___ Fragmento citado

Monseñor Tomas Abreu:  excepcional testigo de hechos sociales, políticos y religiosos

Monseñor Tomas Abreu:  excepcional testigo de hechos sociales, políticos y religiosos

POR ÁNGELA PEÑA
Han transcurrido más de sesenta años desde que monseñor Jerónimo Tomás Abreu Herrera dejó su casa y su familia para consagrar su vida al sacerdocio y, sin embargo, aún está fresco en su memoria el patético cuadro de su madre entregándolo a la Virgen, en el Santo Cerro, y el Valle de La Vega Real como teñido de sangre por las encendidas amapolas carmín que cubrían las plantaciones de café y de cacao.

El país sufría la escasez de neumáticos producida por la Segunda Guerra Mundial y Eva María llevó al hijo a caballo al Seminario Menor Padre Fantino pero antes de encomendarlo al padre Cipriano Rodríguez, el rector, y a los sacerdotes Juan Greco, Eloy Mariscal y Basilio Barral, jesuitas españoles que serían sus maestros, la piadosa mujer amarró la montura e introduciéndolo al santuario, ambos arrodillados, pidió a las Mercedes con ojos inundados de lágrimas: “Virgencita, este niño nunca se ha separado de mí, tú vas a ser de ahora en adelante su madre, tú me lo vas a cuidar”. Hoy, el humilde mitrado que ya celebró Bodas de oro como obispo y que este año cumplirá la edad del retiro, recuerda emocionado aquella tierna escena. “Nunca olvidaré ese momento, y efectivamente, la Virgen me tomó bajo su manto, hasta el día de hoy he sido un privilegiado de la Virgen”.

______

### Objetivo planteado 1
Identifica cada línea de los registros que contenga la palabra "crowd" y cópiala. Ten en cuenta las mayúsculas y minúsculas.
### Objetivo planteado 2
Prosigue el texto sobre monseñor Tomás Abreu a partir de su última oración.

___ Registros de datos

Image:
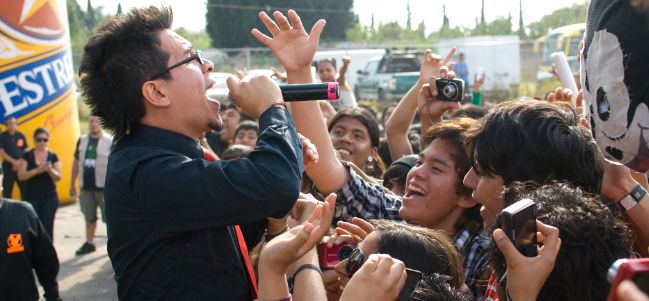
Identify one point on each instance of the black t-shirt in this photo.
(14, 145)
(216, 144)
(89, 163)
(40, 186)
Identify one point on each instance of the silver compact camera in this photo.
(450, 89)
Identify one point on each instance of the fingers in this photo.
(261, 37)
(551, 242)
(443, 72)
(317, 30)
(427, 55)
(449, 56)
(363, 224)
(281, 21)
(295, 20)
(507, 247)
(272, 27)
(233, 85)
(352, 229)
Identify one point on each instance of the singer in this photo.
(171, 214)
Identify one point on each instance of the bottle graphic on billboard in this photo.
(37, 77)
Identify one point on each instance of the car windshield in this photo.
(402, 64)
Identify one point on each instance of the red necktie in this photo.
(209, 156)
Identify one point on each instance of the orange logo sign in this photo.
(15, 242)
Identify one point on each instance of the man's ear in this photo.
(466, 201)
(153, 94)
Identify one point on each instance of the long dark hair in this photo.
(423, 249)
(375, 168)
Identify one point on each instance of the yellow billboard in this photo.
(37, 77)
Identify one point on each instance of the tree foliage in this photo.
(560, 17)
(229, 27)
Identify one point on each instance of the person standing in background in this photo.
(40, 169)
(12, 146)
(90, 163)
(462, 71)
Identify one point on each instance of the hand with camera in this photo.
(438, 96)
(254, 95)
(526, 275)
(380, 278)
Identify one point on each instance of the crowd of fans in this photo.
(416, 191)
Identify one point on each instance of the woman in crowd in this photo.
(40, 169)
(326, 69)
(355, 135)
(426, 250)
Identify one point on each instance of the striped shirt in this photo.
(361, 199)
(475, 258)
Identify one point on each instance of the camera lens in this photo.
(450, 90)
(344, 252)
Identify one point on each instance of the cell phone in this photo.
(413, 279)
(636, 269)
(480, 72)
(518, 221)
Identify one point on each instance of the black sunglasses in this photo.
(354, 262)
(197, 56)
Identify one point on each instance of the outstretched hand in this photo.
(285, 249)
(433, 63)
(380, 278)
(292, 46)
(526, 275)
(429, 106)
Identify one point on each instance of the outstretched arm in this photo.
(295, 50)
(342, 79)
(397, 126)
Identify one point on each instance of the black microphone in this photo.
(301, 92)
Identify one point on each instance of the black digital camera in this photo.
(450, 89)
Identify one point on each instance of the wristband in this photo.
(279, 103)
(291, 281)
(270, 237)
(633, 198)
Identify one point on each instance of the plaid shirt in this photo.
(475, 258)
(361, 199)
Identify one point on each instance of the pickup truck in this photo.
(388, 77)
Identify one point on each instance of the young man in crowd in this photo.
(90, 163)
(247, 133)
(591, 237)
(171, 214)
(29, 249)
(12, 145)
(441, 165)
(220, 141)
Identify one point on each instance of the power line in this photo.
(267, 8)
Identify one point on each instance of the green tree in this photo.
(229, 21)
(561, 17)
(201, 39)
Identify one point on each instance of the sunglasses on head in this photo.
(355, 262)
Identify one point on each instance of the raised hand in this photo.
(285, 249)
(309, 152)
(431, 109)
(526, 275)
(432, 64)
(292, 46)
(380, 278)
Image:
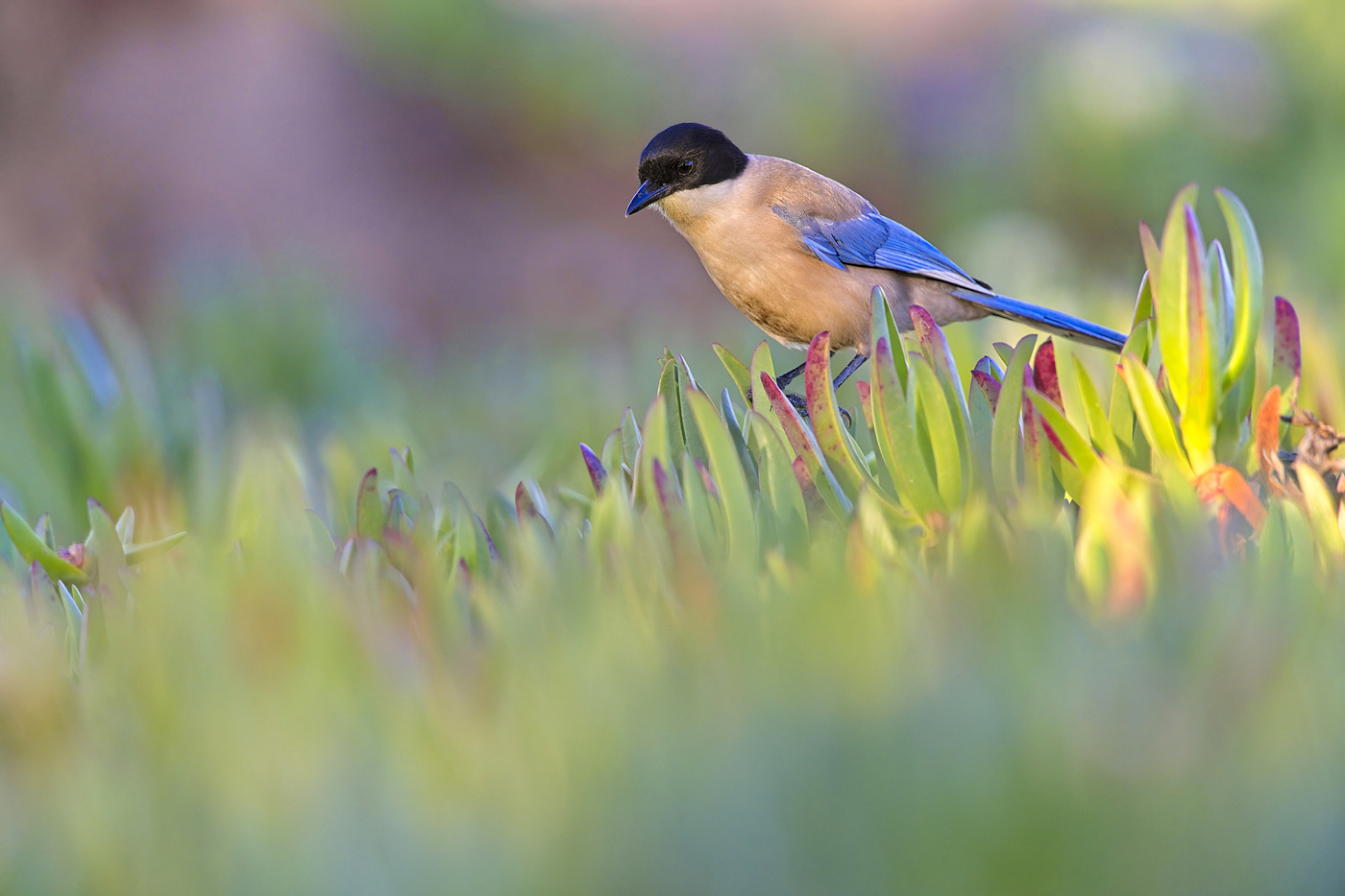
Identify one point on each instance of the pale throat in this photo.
(702, 205)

______

### Resultado del ejercicio 1
Identify one point on each instance of the crowd of fans in this photo.
Identify one point on each instance of the woman in crowd in this photo.
Identify one point on each instance of the young man in crowd in this photo.

### Resultado del ejercicio 2
No tuvo más infancia que los estudios previos a su vocación en la escuela de su natal Pinar Quemado, de Jarabacoa, el juego de bellugas cuya partida echaba por él Miguel Ángel Hernando Ramírez, que nunca perdía, en apuestas con Viriato Antonio Durán y Hugo Durán Hernando, sus condiscípulos, y el rezo diario de las siete de la noche, frente al altar materno. “Cada vez que sonaban las campanas anunciando el Ángelus corría desde donde estuviera a rezar con mamá y mis hermanos, todos, menos papá que estaba al lado, en el comercio”. Don Juan Tomás Abreu era propietario de un negocio de compra y venta de frutos que ofrecía al por mayor y al detalle.

El pequeño, sobrino del famoso padre Abreu que es un símbolo en La Romana por sus obras de caridad, creció en ambiente de fervor cristiano. Iba los sábados al catecismo con el padre Sabatín y fue monaguillo que ayudaba a misa respondiendo en latín. Su madre lo llevaba al templo casi a diario. Por eso respondió afirmativamente cuando el cura preguntó a él y a Carlos Manuel Nouel, otro clérigo, si querían ingresar al seminario. “El llamado especial que sentí fue la inclinación por Él que el Señor me puso en el alma. Yo tenía una devoción, un amor, un gozo en Dios, que disfrutaba todavía muchacho”, comenta.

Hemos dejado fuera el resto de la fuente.